**GIVEN TEXT:**
◆ ◆ ◆

Buy low and sell high. It’s pretty simple. The problem is knowing what’s low and what’s high. – Jim Rogers

During my career in investing I have seen that investing in stocks or buying them is more instructional rather than “When to sell a stock/company”. And there is no denying the fact that even seasoned investors always say that selling a stock is harder than buying a company.

Just like buying a stock is always backed by a lot of factors which justify why the particular company should be bought for long term investment, so is the selling decision. And “When to sell a stock” needs the same level of research which has been done while buying a stock. So, even before one invests in a stock, the basic principle when and why to sell a stock needs to be learned. And this principle should apply regardless of one’s time horizon.

Let’s take an example of Suzlon Energy (Suzlon) to understand the importance of selling the stock at the right time. Suzlon energy used to be a darling of the investors at least till 2008 after which the real story started unraveling. Let’s have a look at the price chart first from 2008:

Screen Shot 2016-02-23 at 4.41.55 PM
*Source: moneycontrol.com

There was a lot of hoopla surrounding the stock when the company management unveiled the Suzlon’s seemingly promising story to investors during the company’s pre IPO conference in 2005. And as result, Suzlon, a wind power company, on 19th October, 2005 debuted at a premium of 35% to the issue price of Rs. 510 and entered into the day’s (19th Oct 2005) list of top 20 listed companies based on market capitalization.

In a little time over 10 years, Suzlon has been transformed from a three-man start-up to India’s wind energy giant and one of the world’s leading wind-turbine makers.
At its best,

  • Suzlon was doubling in size every year.
  • Over the period FY03-FY09, Suzlon’s consolidated revenues jumped 100 times to touch Rs 26,000 crore in FY09, growing at a compound annual growth rate (CAGR) of 115 %.
  • The gravity-defying growth pushed Suzlon’s market cap to Rs 68,000 crore in the on 8th January, 2008, making Tanti one of India’s richest businessmen.

But as things started unraveling, it became clear that hunger for more and more growth can be a double-edged sword. If you are too slow, you get left out; but, if you are too fast, then it needs too much energy and even a small hurdle can trip you and this is exactly what happened to Suzlon Energy.

◆ ◆ ◆

**PROMPT:**
From the article on when to sell a stock, quote everything from "There was a" down to "leading wind-turbine makers.". The records that follow are separate material, unrelated to the text.

Natural-language descriptions of regions:
◆ ◆ ◆

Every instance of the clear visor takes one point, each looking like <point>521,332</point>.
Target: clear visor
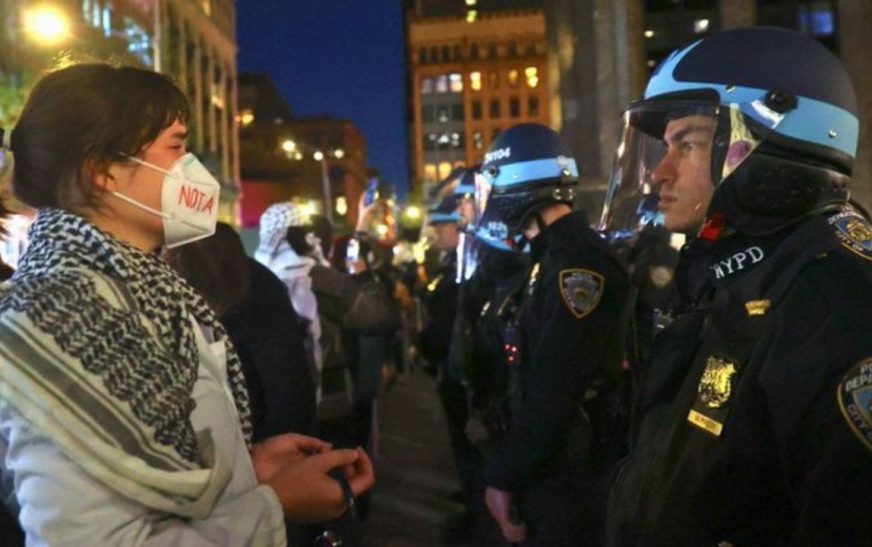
<point>671,157</point>
<point>483,187</point>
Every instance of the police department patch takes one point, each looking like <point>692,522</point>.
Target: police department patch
<point>581,290</point>
<point>853,231</point>
<point>855,400</point>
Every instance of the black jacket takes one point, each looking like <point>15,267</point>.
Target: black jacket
<point>569,335</point>
<point>268,336</point>
<point>749,427</point>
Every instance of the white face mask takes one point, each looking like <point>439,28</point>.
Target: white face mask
<point>189,200</point>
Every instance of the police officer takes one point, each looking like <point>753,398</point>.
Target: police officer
<point>539,485</point>
<point>753,423</point>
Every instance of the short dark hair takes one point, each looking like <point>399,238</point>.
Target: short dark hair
<point>78,119</point>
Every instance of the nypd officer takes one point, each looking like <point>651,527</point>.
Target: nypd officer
<point>753,422</point>
<point>539,484</point>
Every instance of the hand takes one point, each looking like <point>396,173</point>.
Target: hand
<point>308,494</point>
<point>271,455</point>
<point>499,504</point>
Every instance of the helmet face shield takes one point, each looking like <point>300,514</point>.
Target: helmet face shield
<point>672,155</point>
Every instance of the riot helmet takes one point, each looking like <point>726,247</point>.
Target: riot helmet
<point>525,168</point>
<point>750,129</point>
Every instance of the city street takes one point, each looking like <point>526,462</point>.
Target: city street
<point>414,474</point>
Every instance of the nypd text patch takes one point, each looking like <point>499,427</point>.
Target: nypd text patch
<point>581,290</point>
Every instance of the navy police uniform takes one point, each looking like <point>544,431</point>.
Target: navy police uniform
<point>754,424</point>
<point>569,321</point>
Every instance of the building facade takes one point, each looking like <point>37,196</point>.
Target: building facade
<point>296,159</point>
<point>469,79</point>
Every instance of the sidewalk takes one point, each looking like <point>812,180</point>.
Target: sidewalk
<point>414,471</point>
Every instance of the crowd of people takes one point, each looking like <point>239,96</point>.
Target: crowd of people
<point>693,369</point>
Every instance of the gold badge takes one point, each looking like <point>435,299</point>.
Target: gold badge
<point>757,307</point>
<point>660,276</point>
<point>716,382</point>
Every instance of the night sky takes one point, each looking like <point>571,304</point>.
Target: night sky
<point>339,58</point>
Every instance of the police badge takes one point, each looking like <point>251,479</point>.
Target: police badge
<point>581,290</point>
<point>715,385</point>
<point>853,231</point>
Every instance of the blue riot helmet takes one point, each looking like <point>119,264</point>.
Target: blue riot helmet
<point>525,168</point>
<point>768,115</point>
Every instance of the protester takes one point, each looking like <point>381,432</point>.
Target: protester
<point>253,305</point>
<point>123,409</point>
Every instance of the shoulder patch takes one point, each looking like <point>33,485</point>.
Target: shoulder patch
<point>854,231</point>
<point>660,275</point>
<point>581,290</point>
<point>855,400</point>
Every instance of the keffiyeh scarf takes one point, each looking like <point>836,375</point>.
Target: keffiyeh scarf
<point>97,346</point>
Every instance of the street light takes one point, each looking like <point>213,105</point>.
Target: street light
<point>46,24</point>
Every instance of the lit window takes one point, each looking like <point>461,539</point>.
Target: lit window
<point>532,75</point>
<point>246,117</point>
<point>475,81</point>
<point>456,82</point>
<point>442,84</point>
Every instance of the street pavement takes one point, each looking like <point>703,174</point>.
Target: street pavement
<point>415,476</point>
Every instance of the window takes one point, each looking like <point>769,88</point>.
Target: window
<point>475,81</point>
<point>476,109</point>
<point>442,84</point>
<point>533,106</point>
<point>531,73</point>
<point>427,114</point>
<point>478,140</point>
<point>456,82</point>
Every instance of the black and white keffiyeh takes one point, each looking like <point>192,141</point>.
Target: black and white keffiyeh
<point>145,368</point>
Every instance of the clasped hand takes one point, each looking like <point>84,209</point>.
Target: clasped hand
<point>296,467</point>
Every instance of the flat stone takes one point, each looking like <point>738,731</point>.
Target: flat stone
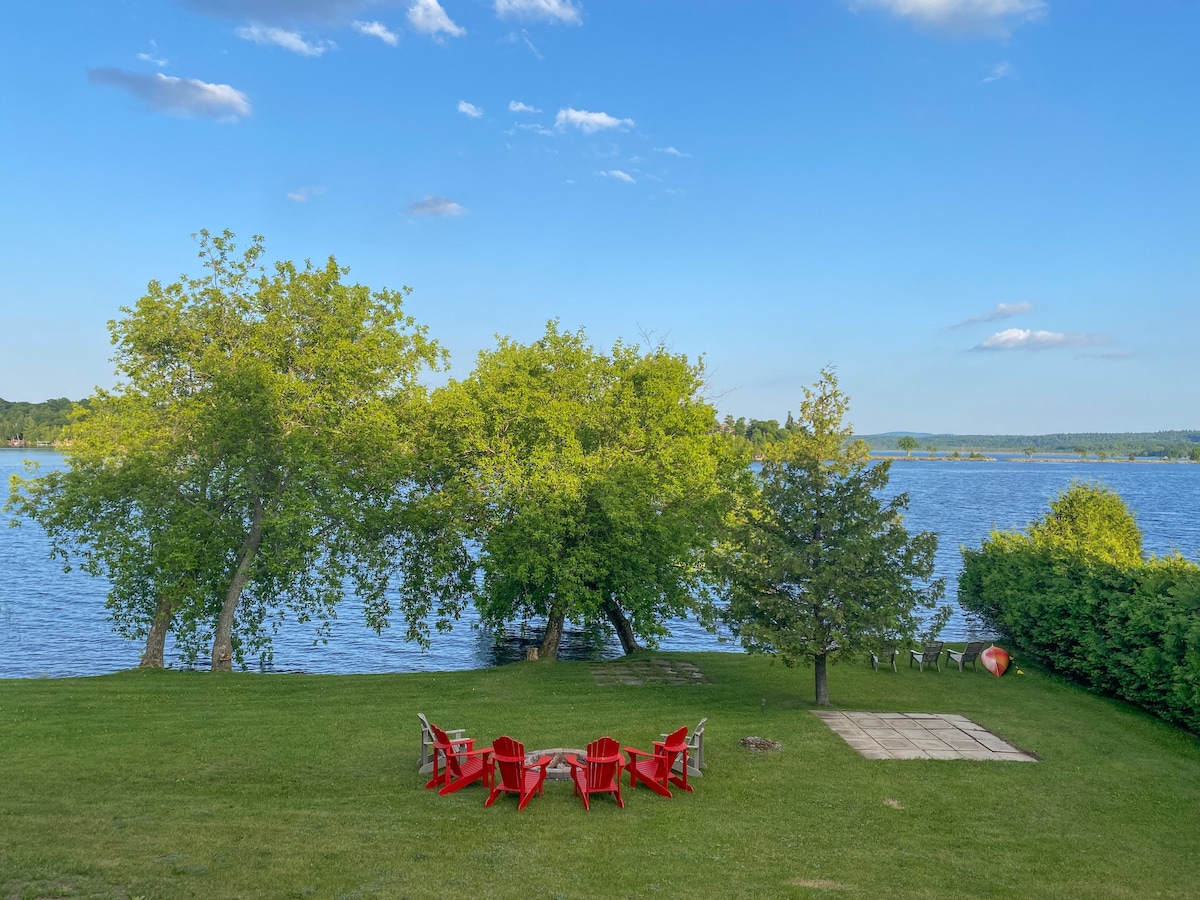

◆ ◆ ◆

**SOLUTION TO THE PROBLEM:**
There was a lot of hoopla surrounding the stock when the company management unveiled the Suzlon’s seemingly promising story to investors during the company’s pre IPO conference in 2005. And as result, Suzlon, a wind power company, on 19th October, 2005 debuted at a premium of 35% to the issue price of Rs. 510 and entered into the day’s (19th Oct 2005) list of top 20 listed companies based on market capitalization.

In a little time over 10 years, Suzlon has been transformed from a three-man start-up to India’s wind energy giant and one of the world’s leading wind-turbine makers.